*** Opening of LISTED RECORDS ***

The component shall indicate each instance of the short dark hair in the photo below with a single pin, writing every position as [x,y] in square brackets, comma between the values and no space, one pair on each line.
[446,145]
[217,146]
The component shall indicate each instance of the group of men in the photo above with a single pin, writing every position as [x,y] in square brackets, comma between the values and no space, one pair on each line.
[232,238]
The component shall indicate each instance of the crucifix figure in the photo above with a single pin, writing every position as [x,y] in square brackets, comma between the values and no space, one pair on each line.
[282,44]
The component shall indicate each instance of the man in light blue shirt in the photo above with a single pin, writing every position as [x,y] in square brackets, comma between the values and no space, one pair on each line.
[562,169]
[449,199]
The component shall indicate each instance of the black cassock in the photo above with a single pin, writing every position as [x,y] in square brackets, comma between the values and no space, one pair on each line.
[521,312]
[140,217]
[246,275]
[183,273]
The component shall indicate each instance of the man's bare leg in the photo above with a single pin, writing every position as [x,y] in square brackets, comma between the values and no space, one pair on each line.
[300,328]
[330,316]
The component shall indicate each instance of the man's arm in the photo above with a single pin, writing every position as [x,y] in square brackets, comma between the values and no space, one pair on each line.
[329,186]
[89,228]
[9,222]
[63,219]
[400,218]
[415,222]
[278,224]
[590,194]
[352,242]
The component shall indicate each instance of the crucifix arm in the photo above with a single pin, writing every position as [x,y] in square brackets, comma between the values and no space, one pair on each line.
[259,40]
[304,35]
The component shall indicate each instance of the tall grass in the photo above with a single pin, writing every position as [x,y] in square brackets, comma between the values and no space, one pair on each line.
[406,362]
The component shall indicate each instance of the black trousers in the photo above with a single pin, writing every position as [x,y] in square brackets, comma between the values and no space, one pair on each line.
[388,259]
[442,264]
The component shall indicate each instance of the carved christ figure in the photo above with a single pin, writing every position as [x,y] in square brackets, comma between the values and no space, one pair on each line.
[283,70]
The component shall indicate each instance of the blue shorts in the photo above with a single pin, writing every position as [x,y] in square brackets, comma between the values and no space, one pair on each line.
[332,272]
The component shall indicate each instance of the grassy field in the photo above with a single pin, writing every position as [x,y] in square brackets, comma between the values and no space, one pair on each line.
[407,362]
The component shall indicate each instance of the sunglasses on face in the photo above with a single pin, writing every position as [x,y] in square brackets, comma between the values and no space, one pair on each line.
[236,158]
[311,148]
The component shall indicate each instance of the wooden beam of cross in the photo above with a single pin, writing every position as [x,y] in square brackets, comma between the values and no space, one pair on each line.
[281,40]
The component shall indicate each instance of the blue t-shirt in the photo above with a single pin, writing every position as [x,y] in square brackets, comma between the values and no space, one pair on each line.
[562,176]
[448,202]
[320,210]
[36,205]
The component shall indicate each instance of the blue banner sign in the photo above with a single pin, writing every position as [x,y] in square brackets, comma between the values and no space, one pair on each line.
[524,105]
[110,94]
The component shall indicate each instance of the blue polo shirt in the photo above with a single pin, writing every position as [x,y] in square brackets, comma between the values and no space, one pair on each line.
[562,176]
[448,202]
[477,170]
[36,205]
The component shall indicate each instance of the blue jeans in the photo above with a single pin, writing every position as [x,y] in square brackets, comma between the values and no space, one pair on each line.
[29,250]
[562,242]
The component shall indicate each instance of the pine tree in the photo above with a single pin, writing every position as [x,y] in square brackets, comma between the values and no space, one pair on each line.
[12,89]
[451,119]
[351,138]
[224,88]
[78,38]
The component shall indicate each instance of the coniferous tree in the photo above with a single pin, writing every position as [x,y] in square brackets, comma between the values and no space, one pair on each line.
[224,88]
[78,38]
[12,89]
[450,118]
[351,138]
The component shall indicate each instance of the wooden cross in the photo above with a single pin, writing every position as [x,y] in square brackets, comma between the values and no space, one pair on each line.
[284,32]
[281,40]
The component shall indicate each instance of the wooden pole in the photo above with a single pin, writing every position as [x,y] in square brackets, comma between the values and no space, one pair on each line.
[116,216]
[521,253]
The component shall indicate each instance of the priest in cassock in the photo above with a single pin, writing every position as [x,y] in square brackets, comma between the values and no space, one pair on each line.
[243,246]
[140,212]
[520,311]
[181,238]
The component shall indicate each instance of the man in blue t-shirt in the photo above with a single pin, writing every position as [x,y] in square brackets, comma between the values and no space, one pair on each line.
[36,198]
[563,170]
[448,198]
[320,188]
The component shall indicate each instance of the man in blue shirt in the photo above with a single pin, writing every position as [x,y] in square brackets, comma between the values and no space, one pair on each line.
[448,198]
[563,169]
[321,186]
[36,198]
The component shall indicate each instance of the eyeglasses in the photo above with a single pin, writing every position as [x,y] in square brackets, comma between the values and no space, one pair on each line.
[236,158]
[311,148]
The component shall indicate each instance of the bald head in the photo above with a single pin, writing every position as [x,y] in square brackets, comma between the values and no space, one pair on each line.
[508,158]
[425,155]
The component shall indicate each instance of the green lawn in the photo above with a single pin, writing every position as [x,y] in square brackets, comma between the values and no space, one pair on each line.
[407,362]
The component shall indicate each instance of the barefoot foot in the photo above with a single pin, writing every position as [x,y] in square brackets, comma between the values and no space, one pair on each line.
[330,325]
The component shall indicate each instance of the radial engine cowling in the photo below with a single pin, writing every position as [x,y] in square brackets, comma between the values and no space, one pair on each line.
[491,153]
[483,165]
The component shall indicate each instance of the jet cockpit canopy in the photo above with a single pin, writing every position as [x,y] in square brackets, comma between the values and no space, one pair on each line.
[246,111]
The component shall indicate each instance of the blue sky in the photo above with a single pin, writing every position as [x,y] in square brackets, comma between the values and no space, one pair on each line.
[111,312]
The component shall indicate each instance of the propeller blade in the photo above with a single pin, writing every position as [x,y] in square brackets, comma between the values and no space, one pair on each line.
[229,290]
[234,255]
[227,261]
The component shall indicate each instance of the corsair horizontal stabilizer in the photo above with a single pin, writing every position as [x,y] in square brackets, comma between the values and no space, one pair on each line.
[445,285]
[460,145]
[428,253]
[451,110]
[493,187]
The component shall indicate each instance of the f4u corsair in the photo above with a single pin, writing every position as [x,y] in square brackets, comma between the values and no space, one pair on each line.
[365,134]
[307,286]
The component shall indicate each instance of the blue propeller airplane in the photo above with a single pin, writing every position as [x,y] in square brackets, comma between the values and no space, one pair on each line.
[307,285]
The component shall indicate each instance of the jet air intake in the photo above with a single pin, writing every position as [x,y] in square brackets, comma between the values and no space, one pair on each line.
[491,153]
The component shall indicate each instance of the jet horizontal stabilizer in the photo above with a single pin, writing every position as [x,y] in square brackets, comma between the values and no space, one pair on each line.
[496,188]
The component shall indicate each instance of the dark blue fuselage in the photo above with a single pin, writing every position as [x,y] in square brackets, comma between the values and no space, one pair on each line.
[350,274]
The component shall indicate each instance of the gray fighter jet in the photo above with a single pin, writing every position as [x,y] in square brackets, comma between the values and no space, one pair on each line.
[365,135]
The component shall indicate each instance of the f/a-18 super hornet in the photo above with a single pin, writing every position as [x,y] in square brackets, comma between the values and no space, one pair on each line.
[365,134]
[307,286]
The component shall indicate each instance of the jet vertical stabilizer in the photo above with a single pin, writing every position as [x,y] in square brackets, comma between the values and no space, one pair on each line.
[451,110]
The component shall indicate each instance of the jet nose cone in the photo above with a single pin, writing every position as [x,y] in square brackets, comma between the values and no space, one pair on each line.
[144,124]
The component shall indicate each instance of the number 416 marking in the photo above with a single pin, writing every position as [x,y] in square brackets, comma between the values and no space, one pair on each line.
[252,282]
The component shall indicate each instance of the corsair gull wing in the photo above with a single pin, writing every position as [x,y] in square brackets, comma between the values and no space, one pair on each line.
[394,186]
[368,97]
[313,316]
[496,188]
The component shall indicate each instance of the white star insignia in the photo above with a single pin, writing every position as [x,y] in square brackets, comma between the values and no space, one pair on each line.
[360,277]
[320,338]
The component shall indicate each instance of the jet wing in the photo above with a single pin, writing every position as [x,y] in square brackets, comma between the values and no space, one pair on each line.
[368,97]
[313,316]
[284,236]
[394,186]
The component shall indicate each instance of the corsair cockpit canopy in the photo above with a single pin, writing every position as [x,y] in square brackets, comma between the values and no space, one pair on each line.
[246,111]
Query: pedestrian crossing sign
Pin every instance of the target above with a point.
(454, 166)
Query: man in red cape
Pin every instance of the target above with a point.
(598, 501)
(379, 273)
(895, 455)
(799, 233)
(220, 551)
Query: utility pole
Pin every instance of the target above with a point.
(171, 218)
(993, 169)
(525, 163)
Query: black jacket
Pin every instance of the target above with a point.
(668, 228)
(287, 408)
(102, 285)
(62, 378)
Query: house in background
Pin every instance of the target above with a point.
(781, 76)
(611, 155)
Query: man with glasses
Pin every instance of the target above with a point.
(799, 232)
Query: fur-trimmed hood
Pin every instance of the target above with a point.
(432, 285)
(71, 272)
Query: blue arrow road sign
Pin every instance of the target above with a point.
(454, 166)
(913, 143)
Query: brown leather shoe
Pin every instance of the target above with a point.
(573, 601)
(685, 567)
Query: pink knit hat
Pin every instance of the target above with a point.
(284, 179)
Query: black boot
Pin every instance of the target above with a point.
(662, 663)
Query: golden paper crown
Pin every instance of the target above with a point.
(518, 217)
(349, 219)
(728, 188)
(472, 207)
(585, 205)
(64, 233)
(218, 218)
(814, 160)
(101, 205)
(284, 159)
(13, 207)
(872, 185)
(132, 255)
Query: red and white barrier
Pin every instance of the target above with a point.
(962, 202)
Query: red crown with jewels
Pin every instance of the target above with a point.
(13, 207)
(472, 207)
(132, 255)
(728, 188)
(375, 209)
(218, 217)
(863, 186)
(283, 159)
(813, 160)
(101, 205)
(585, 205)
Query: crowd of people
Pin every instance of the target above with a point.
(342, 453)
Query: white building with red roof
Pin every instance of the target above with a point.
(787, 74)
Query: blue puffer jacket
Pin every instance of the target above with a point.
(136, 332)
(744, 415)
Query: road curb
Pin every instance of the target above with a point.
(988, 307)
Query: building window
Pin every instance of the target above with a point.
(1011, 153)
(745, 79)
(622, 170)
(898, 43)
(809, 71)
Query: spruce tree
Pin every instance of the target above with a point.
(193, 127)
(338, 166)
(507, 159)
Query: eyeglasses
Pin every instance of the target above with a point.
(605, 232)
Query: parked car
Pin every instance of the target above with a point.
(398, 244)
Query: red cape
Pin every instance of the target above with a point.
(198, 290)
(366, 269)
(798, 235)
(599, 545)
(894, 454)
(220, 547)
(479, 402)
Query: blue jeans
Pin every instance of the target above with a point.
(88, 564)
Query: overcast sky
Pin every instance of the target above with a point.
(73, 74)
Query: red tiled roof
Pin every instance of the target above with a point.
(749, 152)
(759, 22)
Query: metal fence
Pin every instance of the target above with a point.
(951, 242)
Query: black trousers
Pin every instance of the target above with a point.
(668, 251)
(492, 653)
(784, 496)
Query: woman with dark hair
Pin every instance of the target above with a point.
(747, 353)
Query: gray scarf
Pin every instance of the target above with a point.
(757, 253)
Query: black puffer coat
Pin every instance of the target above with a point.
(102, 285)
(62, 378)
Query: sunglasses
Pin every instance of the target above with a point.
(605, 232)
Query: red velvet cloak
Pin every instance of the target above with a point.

*** Close of LISTED RECORDS ***

[TASK]: Copy each line of the records that contains the word "jacket".

[REPLY]:
Query: black jacket
Query: blue puffer jacket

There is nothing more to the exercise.